Exercise goal ::
Shift the listing's coordinates by adding 114 to every number in the answers, and write out everything from the line containing "mouth shown in this photo." down to the end of the listing, keeping all other lines as they are.

Location labeling records ::
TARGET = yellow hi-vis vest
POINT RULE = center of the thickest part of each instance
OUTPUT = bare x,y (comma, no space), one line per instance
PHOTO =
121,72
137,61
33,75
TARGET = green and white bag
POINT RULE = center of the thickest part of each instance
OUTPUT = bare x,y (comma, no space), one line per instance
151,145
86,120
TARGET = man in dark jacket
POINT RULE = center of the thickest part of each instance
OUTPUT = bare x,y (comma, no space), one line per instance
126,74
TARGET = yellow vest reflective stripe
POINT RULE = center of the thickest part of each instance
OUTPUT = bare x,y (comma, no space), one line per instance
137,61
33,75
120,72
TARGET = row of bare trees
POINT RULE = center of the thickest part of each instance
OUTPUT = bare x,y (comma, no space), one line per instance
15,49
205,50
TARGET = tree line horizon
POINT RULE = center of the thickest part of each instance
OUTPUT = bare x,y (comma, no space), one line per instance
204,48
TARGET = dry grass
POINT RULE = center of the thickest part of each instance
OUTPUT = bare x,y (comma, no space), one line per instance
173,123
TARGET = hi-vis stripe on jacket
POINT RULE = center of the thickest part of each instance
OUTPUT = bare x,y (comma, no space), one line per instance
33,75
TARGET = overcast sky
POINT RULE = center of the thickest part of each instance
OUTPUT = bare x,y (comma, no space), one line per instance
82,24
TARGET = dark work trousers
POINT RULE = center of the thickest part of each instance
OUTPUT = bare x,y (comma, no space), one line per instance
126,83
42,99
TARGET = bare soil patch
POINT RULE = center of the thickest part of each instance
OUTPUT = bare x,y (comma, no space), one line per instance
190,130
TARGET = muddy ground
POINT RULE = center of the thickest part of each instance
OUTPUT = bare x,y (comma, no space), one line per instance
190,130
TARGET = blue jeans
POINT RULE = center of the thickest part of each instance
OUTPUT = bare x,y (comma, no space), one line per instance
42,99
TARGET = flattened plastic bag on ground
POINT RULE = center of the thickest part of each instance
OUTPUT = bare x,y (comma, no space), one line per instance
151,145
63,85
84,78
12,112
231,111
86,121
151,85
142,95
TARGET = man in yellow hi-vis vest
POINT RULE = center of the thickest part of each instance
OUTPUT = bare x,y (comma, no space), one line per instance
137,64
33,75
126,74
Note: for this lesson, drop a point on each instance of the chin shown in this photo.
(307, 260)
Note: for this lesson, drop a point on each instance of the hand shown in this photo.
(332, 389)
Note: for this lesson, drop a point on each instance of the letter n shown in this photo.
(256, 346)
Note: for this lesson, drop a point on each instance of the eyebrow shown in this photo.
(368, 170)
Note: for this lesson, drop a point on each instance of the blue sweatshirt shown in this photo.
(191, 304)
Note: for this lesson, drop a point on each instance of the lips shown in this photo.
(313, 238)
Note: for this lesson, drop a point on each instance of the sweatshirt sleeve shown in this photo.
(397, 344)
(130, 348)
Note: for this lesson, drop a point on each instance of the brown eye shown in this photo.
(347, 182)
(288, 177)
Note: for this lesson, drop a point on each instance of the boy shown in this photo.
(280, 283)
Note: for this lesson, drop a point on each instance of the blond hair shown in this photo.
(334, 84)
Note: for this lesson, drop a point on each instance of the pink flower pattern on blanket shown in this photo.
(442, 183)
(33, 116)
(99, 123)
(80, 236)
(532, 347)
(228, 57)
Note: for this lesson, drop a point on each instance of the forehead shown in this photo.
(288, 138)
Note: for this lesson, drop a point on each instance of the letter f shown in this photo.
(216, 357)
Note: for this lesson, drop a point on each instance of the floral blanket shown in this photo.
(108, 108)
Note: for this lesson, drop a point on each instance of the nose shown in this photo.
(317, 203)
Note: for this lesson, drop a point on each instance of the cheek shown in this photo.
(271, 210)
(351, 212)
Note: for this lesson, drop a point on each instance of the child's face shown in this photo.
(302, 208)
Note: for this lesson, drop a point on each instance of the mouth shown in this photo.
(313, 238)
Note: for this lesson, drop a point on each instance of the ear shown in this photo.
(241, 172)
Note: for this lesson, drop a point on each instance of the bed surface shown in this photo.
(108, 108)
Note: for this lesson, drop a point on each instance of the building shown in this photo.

Solution for this task ::
Note: for this lesson, drop a point on each instance of the mouth shown in this photo.
(427, 352)
Note: for this lesson, drop a point on each instance of the ear shown in this photo.
(355, 286)
Note: for this lesson, drop a point on each instance of the bed surface shown in this photo.
(222, 222)
Note: for this lesson, drop a point on each instance of the building shown in this photo.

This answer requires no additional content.